* [EXERCISE PROMPT]: Quote the passage in the essay below about family visits during the pandemic that begins with the words containing "We’re most concerned" and ends with "seeing each other.".

Margaret’s father turns 89 in a couple weeks. Since his wife died last August, not only has he grieved deeply, but he has declined dramatically, both physically and cognitively.
Margaret feels sure he’s in his last year. I think most of her seven brothers and sisters feel the same way, because they’re starting to travel here to visit as often as they can. We’ve made the decision to see Margaret’s brothers and sisters and their children (all adults) when they come.
We know this exposes us to risk. We also know that some of Margaret’s siblings and their children have different beliefs from us about how serious the virus is, and are taking fewer precautions than us.
We insist on one key restriction: that we see each other only outside, maintaining distance from each other. Based on articles I’m reading (like this one), the greatest risk of contracting the virus happens when you spend time with a group of people inside. If someone in the room is contagious, you all are marinating in the virus. Being outside heavily reduces that risk because the air is much more likely to carry the virus away. But it doesn’t eliminate the risk.
We’re most concerned about increasing risk for Margaret’s dad given his age. More than half of Indiana’s COVID-19 deaths are in people 80 and over, despite that age group representing only about 10 percent of cases. I made these screen shots from the Indiana State Department of Health COVID dashboard this morning, showing data collected from the beginning of the pandemic through yesterday.
We imagine that dying of COVID-19 would be extremely unplesant — and lonely, as it would require isolation. If I know anything about my father-in-law, it is that he would experience it as cruel and deeply emotionally painful to die without his children surrounding him.
Additionally, I think it would be far harder for Margaret and her brothers and sisters mentally and emotionally to go through this without seeing each other.
Still, I remain anxious. I’d strongly prefer to stay locked down, all five of us living here having no contact with people outside our home. I’d rather wait until there is effective treatment or a vaccine.
This is how Margaret and I are trying to balance both very real needs. I think nationwide, even worldwide, many families will have to make decisions just like this as our lives continue to naturally unfold during the pandemic.

* [DATA FOR REVIEW]:
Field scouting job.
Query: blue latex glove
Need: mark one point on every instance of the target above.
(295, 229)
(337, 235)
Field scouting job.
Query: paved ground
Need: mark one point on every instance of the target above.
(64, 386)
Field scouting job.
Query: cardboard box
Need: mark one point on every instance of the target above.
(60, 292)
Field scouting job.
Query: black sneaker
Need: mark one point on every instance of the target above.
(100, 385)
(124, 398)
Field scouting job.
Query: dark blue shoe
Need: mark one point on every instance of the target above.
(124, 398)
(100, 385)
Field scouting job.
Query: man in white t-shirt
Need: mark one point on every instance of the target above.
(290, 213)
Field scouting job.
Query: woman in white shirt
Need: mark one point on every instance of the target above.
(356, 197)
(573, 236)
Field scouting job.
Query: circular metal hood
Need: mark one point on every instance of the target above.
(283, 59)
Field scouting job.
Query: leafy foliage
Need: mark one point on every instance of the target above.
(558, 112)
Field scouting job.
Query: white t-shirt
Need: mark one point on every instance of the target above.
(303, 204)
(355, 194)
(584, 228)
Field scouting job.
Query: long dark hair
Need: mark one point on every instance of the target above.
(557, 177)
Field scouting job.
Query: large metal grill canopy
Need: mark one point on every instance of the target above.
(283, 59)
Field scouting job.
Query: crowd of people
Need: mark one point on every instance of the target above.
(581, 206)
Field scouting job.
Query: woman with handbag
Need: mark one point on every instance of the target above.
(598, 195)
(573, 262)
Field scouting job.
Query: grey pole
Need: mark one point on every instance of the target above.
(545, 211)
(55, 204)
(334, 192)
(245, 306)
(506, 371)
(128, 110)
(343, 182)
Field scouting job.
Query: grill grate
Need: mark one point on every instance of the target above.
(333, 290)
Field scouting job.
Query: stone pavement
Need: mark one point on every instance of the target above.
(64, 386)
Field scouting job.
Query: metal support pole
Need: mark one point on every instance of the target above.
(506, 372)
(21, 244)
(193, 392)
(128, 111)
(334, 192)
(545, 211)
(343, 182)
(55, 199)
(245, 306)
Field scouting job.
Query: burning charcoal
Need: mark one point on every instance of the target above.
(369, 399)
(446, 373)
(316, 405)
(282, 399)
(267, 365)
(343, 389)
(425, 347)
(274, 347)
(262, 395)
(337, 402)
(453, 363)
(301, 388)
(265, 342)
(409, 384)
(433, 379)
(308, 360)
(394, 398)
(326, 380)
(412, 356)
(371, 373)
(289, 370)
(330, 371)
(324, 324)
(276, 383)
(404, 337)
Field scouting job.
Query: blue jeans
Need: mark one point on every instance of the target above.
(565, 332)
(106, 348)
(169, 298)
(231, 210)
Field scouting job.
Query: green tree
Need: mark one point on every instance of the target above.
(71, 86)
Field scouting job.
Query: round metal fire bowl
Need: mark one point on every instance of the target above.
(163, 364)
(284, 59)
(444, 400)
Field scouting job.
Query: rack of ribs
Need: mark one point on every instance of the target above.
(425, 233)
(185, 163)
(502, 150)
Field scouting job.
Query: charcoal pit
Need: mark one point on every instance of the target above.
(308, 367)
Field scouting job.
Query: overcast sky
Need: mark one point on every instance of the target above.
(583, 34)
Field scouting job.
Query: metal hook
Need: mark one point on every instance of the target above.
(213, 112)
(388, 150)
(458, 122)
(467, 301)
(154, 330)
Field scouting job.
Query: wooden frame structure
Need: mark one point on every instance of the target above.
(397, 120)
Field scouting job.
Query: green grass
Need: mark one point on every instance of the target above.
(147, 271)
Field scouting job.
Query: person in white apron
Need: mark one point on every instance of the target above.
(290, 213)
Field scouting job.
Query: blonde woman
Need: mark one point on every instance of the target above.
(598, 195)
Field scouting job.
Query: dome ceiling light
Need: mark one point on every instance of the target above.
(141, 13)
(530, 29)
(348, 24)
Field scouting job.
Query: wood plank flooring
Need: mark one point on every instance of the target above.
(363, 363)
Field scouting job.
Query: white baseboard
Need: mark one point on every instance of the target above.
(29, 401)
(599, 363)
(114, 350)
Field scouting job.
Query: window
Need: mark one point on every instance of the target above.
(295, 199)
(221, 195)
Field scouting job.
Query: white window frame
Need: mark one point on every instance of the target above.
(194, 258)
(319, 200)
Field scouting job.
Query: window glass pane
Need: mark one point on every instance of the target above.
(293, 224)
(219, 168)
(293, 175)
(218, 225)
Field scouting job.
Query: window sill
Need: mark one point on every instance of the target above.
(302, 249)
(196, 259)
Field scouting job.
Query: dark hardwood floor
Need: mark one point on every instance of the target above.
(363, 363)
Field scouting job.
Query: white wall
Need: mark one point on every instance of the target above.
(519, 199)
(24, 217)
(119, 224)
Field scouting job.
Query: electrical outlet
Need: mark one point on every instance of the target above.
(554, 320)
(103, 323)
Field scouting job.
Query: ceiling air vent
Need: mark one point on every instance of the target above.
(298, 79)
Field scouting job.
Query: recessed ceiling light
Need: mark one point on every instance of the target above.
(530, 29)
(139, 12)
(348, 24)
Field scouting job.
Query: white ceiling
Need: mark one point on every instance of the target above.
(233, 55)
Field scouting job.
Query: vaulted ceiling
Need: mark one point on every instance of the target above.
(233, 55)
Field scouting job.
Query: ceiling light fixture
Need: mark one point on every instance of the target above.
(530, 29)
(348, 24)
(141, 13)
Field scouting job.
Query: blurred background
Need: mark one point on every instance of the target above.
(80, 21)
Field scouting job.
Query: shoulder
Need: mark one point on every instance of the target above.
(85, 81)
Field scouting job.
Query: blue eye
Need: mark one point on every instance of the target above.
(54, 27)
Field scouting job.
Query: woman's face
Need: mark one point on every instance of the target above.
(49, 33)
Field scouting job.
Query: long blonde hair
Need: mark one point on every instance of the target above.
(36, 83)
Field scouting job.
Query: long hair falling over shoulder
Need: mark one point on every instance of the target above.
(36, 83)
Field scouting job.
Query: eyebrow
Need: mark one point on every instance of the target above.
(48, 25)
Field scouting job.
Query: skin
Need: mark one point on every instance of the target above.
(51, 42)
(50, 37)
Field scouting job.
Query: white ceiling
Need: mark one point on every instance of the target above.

* [TASK RESULT]:
We’re most concerned about increasing risk for Margaret’s dad given his age. More than half of Indiana’s COVID-19 deaths are in people 80 and over, despite that age group representing only about 10 percent of cases. I made these screen shots from the Indiana State Department of Health COVID dashboard this morning, showing data collected from the beginning of the pandemic through yesterday.
We imagine that dying of COVID-19 would be extremely unplesant — and lonely, as it would require isolation. If I know anything about my father-in-law, it is that he would experience it as cruel and deeply emotionally painful to die without his children surrounding him.
Additionally, I think it would be far harder for Margaret and her brothers and sisters mentally and emotionally to go through this without seeing each other.